[SOURCE EXTRACT]
Preparation of FAF1, VCP, and Npl4-Ufd1 Heterodimer
Full-length FAF1 (aa 1–650), UBL1-UBL2 domain (aa 100–283), UAS-UBX domain (aa 308–650), UBX domain (aa 571–650), and UBX domain mutant TFPR → AG of FAF1 and full-length VCP (aa 2–806), VCP ND1 domain (aa 2–458), and VCP N-domain (aa 2–208) were cloned into pET-28a (Novagen). Ubiquitin fold domain of Npl4 (aa 1–80) was cloned into pET-15b (Novagen). Full-length Ufd1 (aa 1–307) and Npl4 (aa 1–608) were cloned into pET-28a and pET-22b (Novagen). GST-fused FAF1 UBA domain (aa 1–81), full-length VCP, and Ufd1-Npl4 complex were purified as described previously (2, 33). The full-length FAF1 was overexpressed in Escherichia coli Rosetta-gami (DE3) cells (Novagen), whereas the others were overexpressed in E. coli Rosetta (DE3) cells. The N-terminal histidine-tagged proteins were purified using an Ni-NTA column (GE Healthcare) followed by thrombin treatment (Sigma) and gel filtration on a Superdex-200S 26/60 column (GE Healthcare). Purified FAF1 proteins were dissolved in 50 mm HEPES buffer, pH 7.5 containing 150 mm NaCl, whereas VCP and Npl4-Ufd1 were dissolved in 50 mm HEPES buffer, pH 7.5 containing 150 mm NaCl, 5 mm MgCl2, and 1 mm DTT.
Silencing RNAs
ON-TARGETplus SMARTpool siRNAs and siControl duplex siRNA (Dharmacon) were used to knock down Npl4 and FAF1, respectively, at a final concentration of 100 nm. Silencing was achieved using Dharma FECT1 transfection reagent (Dharmacon) according to the manufacturer's instructions. Changes in the expression of FAF1 in HEK293T and HeLa cells were analyzed 72 h after siRNA transfection.
[/SOURCE EXTRACT]
[DATA EXTRACT]
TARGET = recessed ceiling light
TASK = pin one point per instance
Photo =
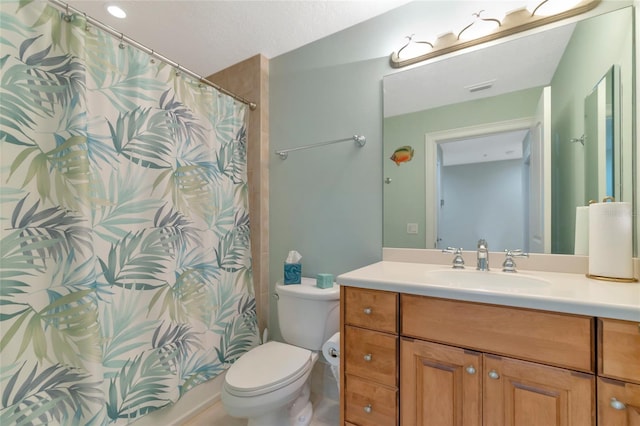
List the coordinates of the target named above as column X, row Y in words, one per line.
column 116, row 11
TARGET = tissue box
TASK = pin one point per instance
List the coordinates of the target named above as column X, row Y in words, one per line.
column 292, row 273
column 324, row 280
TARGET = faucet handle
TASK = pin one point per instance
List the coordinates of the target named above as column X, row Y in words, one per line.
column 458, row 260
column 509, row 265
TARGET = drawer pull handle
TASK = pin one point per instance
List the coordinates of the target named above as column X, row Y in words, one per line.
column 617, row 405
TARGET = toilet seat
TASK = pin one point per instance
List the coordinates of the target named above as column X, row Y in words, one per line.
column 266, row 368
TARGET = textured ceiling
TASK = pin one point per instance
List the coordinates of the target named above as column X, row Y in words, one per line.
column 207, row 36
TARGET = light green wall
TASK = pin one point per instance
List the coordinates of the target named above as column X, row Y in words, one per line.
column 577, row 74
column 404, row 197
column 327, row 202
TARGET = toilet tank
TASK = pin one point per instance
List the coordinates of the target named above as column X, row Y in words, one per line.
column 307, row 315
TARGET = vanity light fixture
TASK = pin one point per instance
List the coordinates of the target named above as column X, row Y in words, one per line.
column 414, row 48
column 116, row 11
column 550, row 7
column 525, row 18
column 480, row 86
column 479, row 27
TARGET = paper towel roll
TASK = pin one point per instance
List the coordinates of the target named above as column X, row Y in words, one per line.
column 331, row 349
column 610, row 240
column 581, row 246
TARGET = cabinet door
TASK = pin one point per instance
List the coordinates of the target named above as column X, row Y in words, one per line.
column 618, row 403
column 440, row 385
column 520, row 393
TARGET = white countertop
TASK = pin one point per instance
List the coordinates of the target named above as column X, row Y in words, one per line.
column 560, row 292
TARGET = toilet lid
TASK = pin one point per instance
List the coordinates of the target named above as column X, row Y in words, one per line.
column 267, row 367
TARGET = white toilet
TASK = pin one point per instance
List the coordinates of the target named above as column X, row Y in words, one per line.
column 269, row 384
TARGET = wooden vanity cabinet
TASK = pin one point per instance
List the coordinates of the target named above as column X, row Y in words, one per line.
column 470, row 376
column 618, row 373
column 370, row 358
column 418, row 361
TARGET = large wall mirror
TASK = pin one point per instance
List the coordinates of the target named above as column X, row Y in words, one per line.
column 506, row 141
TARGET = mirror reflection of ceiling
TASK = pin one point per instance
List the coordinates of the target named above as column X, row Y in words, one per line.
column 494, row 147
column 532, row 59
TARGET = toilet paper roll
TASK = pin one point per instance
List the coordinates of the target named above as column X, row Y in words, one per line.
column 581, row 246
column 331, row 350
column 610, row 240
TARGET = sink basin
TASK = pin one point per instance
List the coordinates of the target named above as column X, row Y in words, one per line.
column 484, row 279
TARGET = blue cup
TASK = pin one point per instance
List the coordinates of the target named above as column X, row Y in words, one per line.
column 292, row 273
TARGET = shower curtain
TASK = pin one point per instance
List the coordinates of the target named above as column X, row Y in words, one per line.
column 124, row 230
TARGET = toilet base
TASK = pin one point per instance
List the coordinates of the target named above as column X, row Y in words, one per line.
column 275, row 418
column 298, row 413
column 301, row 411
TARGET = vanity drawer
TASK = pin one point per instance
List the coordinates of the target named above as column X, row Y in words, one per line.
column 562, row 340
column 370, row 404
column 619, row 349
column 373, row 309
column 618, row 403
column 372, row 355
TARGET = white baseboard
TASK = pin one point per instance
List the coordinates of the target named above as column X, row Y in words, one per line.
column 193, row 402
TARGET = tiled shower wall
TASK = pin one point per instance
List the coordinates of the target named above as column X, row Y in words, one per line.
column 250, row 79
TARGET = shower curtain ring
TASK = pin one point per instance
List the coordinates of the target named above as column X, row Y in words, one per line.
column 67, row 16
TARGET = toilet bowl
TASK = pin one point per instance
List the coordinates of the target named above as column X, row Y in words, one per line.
[/DATA EXTRACT]
*TASKS FOR THIS EXERCISE:*
1. Answer these about the methods text:
(a) In which E. coli cells was full-length FAF1 overexpressed?
(b) Into which vector was the ubiquitin fold domain of Npl4 cloned?
(c) How many hours after siRNA transfection were changes in FAF1 expression analyzed?
2. Repeat the stretch of the methods text from "Silencing RNAs" through "after siRNA transfection.".
The data stand apart from the methods text and are separate material.

*SOLVED PROBLEMS:*
1.
(a) Escherichia coli Rosetta-gami (DE3) cells
(b) pET-15b
(c) 72 hours

2.
Silencing RNAs
ON-TARGETplus SMARTpool siRNAs and siControl duplex siRNA (Dharmacon) were used to knock down Npl4 and FAF1, respectively, at a final concentration of 100 nm. Silencing was achieved using Dharma FECT1 transfection reagent (Dharmacon) according to the manufacturer's instructions. Changes in the expression of FAF1 in HEK293T and HeLa cells were analyzed 72 h after siRNA transfection.